━━━━━ GIVEN RECORDS ━━━━━
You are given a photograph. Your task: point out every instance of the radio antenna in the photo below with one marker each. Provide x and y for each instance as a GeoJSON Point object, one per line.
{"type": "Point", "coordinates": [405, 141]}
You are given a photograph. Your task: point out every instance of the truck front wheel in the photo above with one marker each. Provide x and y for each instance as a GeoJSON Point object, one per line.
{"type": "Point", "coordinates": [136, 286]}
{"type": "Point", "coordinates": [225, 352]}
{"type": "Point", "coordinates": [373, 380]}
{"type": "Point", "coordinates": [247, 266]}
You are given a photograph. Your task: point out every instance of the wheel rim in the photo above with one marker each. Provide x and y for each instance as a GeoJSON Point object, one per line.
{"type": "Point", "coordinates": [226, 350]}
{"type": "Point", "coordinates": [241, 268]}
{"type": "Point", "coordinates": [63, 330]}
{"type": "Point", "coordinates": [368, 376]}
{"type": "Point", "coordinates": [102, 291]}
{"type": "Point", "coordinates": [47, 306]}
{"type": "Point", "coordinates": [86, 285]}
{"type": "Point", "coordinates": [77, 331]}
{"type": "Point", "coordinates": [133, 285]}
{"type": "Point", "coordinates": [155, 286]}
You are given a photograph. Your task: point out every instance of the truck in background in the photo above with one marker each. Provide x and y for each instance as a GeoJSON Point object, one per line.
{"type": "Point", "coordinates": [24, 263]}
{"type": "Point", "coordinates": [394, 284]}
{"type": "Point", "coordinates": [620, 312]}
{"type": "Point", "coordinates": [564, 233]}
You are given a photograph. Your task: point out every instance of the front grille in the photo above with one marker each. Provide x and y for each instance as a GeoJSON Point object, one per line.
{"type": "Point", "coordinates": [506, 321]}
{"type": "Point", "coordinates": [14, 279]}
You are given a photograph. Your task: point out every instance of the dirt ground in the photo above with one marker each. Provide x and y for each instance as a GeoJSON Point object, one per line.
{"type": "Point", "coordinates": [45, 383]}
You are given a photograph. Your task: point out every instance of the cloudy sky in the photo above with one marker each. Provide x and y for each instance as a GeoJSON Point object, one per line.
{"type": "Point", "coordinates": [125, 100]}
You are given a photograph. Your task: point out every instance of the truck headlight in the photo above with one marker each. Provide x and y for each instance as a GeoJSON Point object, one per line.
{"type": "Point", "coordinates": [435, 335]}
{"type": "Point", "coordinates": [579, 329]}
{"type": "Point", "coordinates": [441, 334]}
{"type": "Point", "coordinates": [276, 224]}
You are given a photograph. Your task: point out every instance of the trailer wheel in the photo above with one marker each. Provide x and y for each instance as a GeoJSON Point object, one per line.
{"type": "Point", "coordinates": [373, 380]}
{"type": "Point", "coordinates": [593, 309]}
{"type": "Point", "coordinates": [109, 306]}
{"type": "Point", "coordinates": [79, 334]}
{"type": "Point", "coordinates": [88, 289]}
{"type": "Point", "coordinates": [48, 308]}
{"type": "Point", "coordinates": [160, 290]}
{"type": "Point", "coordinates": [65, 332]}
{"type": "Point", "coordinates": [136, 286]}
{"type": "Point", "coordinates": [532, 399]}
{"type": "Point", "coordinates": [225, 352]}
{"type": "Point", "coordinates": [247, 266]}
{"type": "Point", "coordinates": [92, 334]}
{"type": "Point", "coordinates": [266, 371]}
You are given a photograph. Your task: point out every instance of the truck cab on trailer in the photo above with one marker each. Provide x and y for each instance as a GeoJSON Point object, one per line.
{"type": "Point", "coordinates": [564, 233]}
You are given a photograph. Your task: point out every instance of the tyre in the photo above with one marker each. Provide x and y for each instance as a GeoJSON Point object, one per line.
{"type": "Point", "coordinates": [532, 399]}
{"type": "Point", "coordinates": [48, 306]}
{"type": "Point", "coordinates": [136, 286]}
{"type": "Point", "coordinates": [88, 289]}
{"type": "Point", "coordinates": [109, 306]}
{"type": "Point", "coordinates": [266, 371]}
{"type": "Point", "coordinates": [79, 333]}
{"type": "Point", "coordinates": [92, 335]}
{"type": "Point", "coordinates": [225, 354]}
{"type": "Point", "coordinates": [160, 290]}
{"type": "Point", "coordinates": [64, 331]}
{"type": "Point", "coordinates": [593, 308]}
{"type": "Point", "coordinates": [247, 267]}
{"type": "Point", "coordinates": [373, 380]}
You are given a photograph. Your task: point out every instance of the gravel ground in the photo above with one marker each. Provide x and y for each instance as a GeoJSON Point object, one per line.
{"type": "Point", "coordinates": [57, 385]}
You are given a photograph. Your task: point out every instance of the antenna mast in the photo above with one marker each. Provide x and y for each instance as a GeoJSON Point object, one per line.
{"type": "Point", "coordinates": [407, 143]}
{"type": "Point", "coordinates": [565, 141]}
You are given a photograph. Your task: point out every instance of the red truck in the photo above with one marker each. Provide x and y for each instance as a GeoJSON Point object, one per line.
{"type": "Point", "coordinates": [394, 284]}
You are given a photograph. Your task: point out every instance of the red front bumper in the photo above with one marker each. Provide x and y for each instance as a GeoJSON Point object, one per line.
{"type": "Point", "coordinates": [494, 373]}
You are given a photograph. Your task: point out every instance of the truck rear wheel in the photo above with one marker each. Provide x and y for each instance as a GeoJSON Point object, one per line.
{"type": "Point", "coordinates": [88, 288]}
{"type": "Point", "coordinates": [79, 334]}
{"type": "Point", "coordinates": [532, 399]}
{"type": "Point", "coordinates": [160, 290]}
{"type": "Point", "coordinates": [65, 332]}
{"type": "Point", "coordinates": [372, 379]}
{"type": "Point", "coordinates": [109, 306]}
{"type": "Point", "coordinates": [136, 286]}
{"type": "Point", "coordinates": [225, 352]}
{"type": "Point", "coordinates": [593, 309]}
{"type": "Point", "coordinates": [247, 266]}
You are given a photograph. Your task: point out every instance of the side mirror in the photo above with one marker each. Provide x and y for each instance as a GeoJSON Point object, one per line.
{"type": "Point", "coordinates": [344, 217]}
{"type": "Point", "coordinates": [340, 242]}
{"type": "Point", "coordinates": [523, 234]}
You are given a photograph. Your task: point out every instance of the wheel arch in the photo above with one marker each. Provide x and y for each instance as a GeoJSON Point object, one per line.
━━━━━
Return the lines above exactly, keeping every word.

You are given a photograph. Your task: point out every instance of the radio antenna in the photo below with one marker each. Provide x and y for each instance as a GeoJSON Point object, one per line.
{"type": "Point", "coordinates": [405, 141]}
You are given a photograph. Your task: point out every instance of the truck front wheel in the photo above with one marker each. Provide x and y for each instance as a GeoJSON Point object, one per line.
{"type": "Point", "coordinates": [136, 286]}
{"type": "Point", "coordinates": [225, 352]}
{"type": "Point", "coordinates": [373, 380]}
{"type": "Point", "coordinates": [247, 266]}
You are given a photograph. Your task: point out every instance of the wheel rim in the photo above with one marker each. Provide x and y for each instance as a GeoJSON Point object, one per line.
{"type": "Point", "coordinates": [226, 350]}
{"type": "Point", "coordinates": [241, 268]}
{"type": "Point", "coordinates": [63, 330]}
{"type": "Point", "coordinates": [368, 376]}
{"type": "Point", "coordinates": [102, 291]}
{"type": "Point", "coordinates": [47, 306]}
{"type": "Point", "coordinates": [86, 285]}
{"type": "Point", "coordinates": [77, 331]}
{"type": "Point", "coordinates": [133, 285]}
{"type": "Point", "coordinates": [155, 286]}
You are given a photograph. Your task: point out every instance of the truck in background in the photo above with one marker each. Provide x and y for each instance as a GeoJSON Point object, one per line.
{"type": "Point", "coordinates": [24, 263]}
{"type": "Point", "coordinates": [394, 284]}
{"type": "Point", "coordinates": [620, 312]}
{"type": "Point", "coordinates": [564, 233]}
You are given a photograph. Your task: point out every instance of the front grille in the photo above with one marker each. Provide x and y for each instance as a GeoJSON Point object, one per line.
{"type": "Point", "coordinates": [506, 321]}
{"type": "Point", "coordinates": [14, 279]}
You are given a photograph. Your task: point out every instance of the dirt ground in the photo above with one marker each. Provide x and y for each instance as a GeoJSON Point object, one per line.
{"type": "Point", "coordinates": [45, 383]}
You are given a photograph. Your task: point out every instance of the cloudy sky in the photo above with one marker each. Provide x and y for each instance as a GeoJSON Point object, one per line.
{"type": "Point", "coordinates": [125, 100]}
You are given a photograph. Your task: point out every instance of the truck headlight in the photo above with one marker each. Provide x and y for each instance as a GeoJSON Point object, one per line.
{"type": "Point", "coordinates": [435, 335]}
{"type": "Point", "coordinates": [579, 329]}
{"type": "Point", "coordinates": [441, 334]}
{"type": "Point", "coordinates": [276, 224]}
You are given a photograph. Your task: point out every instance of the trailer wheel in the photo above with one marker each. Provide x and y for each instance as a GeoJSON Point object, one per line.
{"type": "Point", "coordinates": [373, 380]}
{"type": "Point", "coordinates": [593, 309]}
{"type": "Point", "coordinates": [109, 306]}
{"type": "Point", "coordinates": [79, 334]}
{"type": "Point", "coordinates": [88, 289]}
{"type": "Point", "coordinates": [48, 308]}
{"type": "Point", "coordinates": [160, 290]}
{"type": "Point", "coordinates": [65, 332]}
{"type": "Point", "coordinates": [136, 286]}
{"type": "Point", "coordinates": [532, 399]}
{"type": "Point", "coordinates": [225, 352]}
{"type": "Point", "coordinates": [247, 266]}
{"type": "Point", "coordinates": [92, 334]}
{"type": "Point", "coordinates": [266, 371]}
You are given a photograph. Your task: point out every instance of the truck cab on trailer in the photo above with one marker each. Provide x and y for each instance as a GeoJSON Point object, one per line.
{"type": "Point", "coordinates": [564, 233]}
You are given a photograph. Your task: point out every instance of the tyre in the photo above with one marker each. Provide x and y for each instance as a GeoJSON Point object, one per line.
{"type": "Point", "coordinates": [532, 399]}
{"type": "Point", "coordinates": [48, 306]}
{"type": "Point", "coordinates": [136, 286]}
{"type": "Point", "coordinates": [88, 289]}
{"type": "Point", "coordinates": [109, 306]}
{"type": "Point", "coordinates": [266, 371]}
{"type": "Point", "coordinates": [79, 333]}
{"type": "Point", "coordinates": [92, 335]}
{"type": "Point", "coordinates": [225, 354]}
{"type": "Point", "coordinates": [160, 290]}
{"type": "Point", "coordinates": [64, 331]}
{"type": "Point", "coordinates": [593, 308]}
{"type": "Point", "coordinates": [247, 267]}
{"type": "Point", "coordinates": [373, 380]}
You are given a photograph. Your task: point out every instance of the gravel ground in the photo above with one marker each. Provide x and y for each instance as a GeoJSON Point object, one per line.
{"type": "Point", "coordinates": [57, 385]}
You are given a photograph. Your task: point out every instance of the antenna mast in the photo above with one marker each. Provide x and y for each instance as a GeoJSON Point object, one per line.
{"type": "Point", "coordinates": [407, 143]}
{"type": "Point", "coordinates": [565, 141]}
You are given a photograph. Your task: point out every instance of the red truck in the photo above with one marker each. Provide x and y for each instance as a GeoJSON Point object, one per line.
{"type": "Point", "coordinates": [394, 284]}
You are given a photograph. Your task: point out every instance of the red front bumper in the photo above with one marker each. Provide x and y for each instance as a GeoJSON Point object, one per line.
{"type": "Point", "coordinates": [494, 373]}
You are given a photograph. Your task: point out every instance of the truck rear wheel in the photo above with one marker each. Provide x and y for each instance as a GeoJSON Point object, one per line.
{"type": "Point", "coordinates": [88, 288]}
{"type": "Point", "coordinates": [79, 334]}
{"type": "Point", "coordinates": [532, 399]}
{"type": "Point", "coordinates": [160, 290]}
{"type": "Point", "coordinates": [65, 332]}
{"type": "Point", "coordinates": [372, 379]}
{"type": "Point", "coordinates": [109, 306]}
{"type": "Point", "coordinates": [136, 286]}
{"type": "Point", "coordinates": [225, 352]}
{"type": "Point", "coordinates": [593, 309]}
{"type": "Point", "coordinates": [247, 266]}
You are given a photograph. Your task: point out every instance of the side mirror in the photo above with one marker each. Provide x and y for each instance as a GeoJSON Point object, one per line.
{"type": "Point", "coordinates": [344, 217]}
{"type": "Point", "coordinates": [340, 242]}
{"type": "Point", "coordinates": [523, 234]}
You are given a photograph. Your task: point out every instance of the wheel arch in the photo above with one marker each. Provide x and y for each instance as a GeoJSON Point object, one per line.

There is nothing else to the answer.